_WHAT THIS TASK INVOLVES_
Write out the records below word for word, please.

_DATA ROWS_
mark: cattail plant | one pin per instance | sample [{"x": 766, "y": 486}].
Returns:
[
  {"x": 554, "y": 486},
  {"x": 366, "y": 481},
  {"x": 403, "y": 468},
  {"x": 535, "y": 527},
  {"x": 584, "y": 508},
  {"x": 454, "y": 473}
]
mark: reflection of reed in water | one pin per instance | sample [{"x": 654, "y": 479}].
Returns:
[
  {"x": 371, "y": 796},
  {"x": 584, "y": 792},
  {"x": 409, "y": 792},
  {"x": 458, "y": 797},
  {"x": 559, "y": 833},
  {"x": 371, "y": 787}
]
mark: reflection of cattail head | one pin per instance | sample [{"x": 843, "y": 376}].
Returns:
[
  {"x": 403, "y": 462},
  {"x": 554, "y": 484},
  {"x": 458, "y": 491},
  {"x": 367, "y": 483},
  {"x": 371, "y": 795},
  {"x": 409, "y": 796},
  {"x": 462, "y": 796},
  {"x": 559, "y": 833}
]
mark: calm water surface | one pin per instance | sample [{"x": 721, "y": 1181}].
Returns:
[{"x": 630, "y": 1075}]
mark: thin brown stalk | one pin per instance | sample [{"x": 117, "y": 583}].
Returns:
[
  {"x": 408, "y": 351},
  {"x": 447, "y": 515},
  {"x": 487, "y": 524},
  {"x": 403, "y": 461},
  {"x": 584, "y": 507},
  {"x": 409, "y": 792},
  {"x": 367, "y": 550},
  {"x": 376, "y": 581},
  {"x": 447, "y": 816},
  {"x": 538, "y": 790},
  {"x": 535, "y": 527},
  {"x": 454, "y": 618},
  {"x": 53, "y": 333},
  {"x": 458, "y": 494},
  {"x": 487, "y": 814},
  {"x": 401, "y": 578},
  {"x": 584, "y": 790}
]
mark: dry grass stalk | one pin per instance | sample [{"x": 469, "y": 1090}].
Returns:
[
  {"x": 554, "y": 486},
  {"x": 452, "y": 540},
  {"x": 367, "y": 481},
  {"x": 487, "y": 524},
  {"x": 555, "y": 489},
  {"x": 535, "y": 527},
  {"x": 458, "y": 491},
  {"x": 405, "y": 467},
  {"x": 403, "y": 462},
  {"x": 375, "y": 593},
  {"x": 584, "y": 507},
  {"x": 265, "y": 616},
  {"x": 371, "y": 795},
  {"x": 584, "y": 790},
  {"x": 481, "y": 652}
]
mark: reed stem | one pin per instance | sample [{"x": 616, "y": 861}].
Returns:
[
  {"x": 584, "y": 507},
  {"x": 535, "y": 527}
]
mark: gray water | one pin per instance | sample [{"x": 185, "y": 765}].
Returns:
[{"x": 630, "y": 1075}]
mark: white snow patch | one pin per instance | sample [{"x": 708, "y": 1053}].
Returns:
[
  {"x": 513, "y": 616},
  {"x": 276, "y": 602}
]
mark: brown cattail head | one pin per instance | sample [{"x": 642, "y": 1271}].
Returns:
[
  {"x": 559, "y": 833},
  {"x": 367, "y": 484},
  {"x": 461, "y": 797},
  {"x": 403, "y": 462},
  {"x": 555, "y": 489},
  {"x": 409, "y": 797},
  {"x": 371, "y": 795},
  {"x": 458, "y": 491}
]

_COMPLETE RESPONSE_
mark: cattail plant | one pin per instance | sample [{"x": 766, "y": 486}].
Returns:
[
  {"x": 554, "y": 486},
  {"x": 366, "y": 481},
  {"x": 403, "y": 468},
  {"x": 535, "y": 527},
  {"x": 584, "y": 508},
  {"x": 454, "y": 473}
]
mark: reflection of reed in water | one pin per instance | sample [{"x": 654, "y": 479}].
Returns:
[
  {"x": 371, "y": 796},
  {"x": 584, "y": 792},
  {"x": 409, "y": 792},
  {"x": 458, "y": 797},
  {"x": 559, "y": 833},
  {"x": 371, "y": 787}
]
mark: reflection of cattail head | one pin per instance | sample [{"x": 843, "y": 376}].
Returns:
[
  {"x": 403, "y": 462},
  {"x": 554, "y": 484},
  {"x": 458, "y": 491},
  {"x": 367, "y": 483},
  {"x": 371, "y": 795},
  {"x": 409, "y": 796},
  {"x": 462, "y": 796},
  {"x": 559, "y": 833}
]
mark: calm water surface | one pin per instance | sample [{"x": 721, "y": 1181}].
Returns:
[{"x": 630, "y": 1075}]
mark: thin brown stalk | one pin per instance | sample [{"x": 117, "y": 583}].
Returns:
[
  {"x": 408, "y": 351},
  {"x": 447, "y": 515},
  {"x": 487, "y": 524},
  {"x": 403, "y": 461},
  {"x": 584, "y": 507},
  {"x": 409, "y": 792},
  {"x": 367, "y": 550},
  {"x": 376, "y": 581},
  {"x": 447, "y": 816},
  {"x": 538, "y": 790},
  {"x": 535, "y": 527},
  {"x": 454, "y": 618},
  {"x": 53, "y": 333},
  {"x": 458, "y": 494},
  {"x": 487, "y": 814},
  {"x": 401, "y": 578},
  {"x": 584, "y": 790}
]
mark: dry grass stalk | one pin per instance | sample [{"x": 469, "y": 1090}].
Returns:
[
  {"x": 554, "y": 486},
  {"x": 452, "y": 540},
  {"x": 367, "y": 481},
  {"x": 487, "y": 524},
  {"x": 555, "y": 489},
  {"x": 535, "y": 527},
  {"x": 458, "y": 491},
  {"x": 405, "y": 467},
  {"x": 403, "y": 462},
  {"x": 375, "y": 593},
  {"x": 584, "y": 507},
  {"x": 265, "y": 616},
  {"x": 371, "y": 795},
  {"x": 584, "y": 790},
  {"x": 481, "y": 652}
]
mark: reed stem | one pin per instance | sample [{"x": 616, "y": 861}].
Returns:
[
  {"x": 584, "y": 507},
  {"x": 535, "y": 527}
]
mark: gray water | one pin per instance | sample [{"x": 185, "y": 765}].
Returns:
[{"x": 630, "y": 1075}]
mark: white snow patch | one pin per instance | sample [{"x": 708, "y": 1053}].
Returns:
[
  {"x": 513, "y": 616},
  {"x": 276, "y": 602}
]
mark: brown cattail head | one pin per instance | sample [{"x": 642, "y": 1271}].
Returns:
[
  {"x": 559, "y": 833},
  {"x": 367, "y": 484},
  {"x": 461, "y": 797},
  {"x": 403, "y": 462},
  {"x": 555, "y": 489},
  {"x": 409, "y": 797},
  {"x": 371, "y": 795},
  {"x": 458, "y": 491}
]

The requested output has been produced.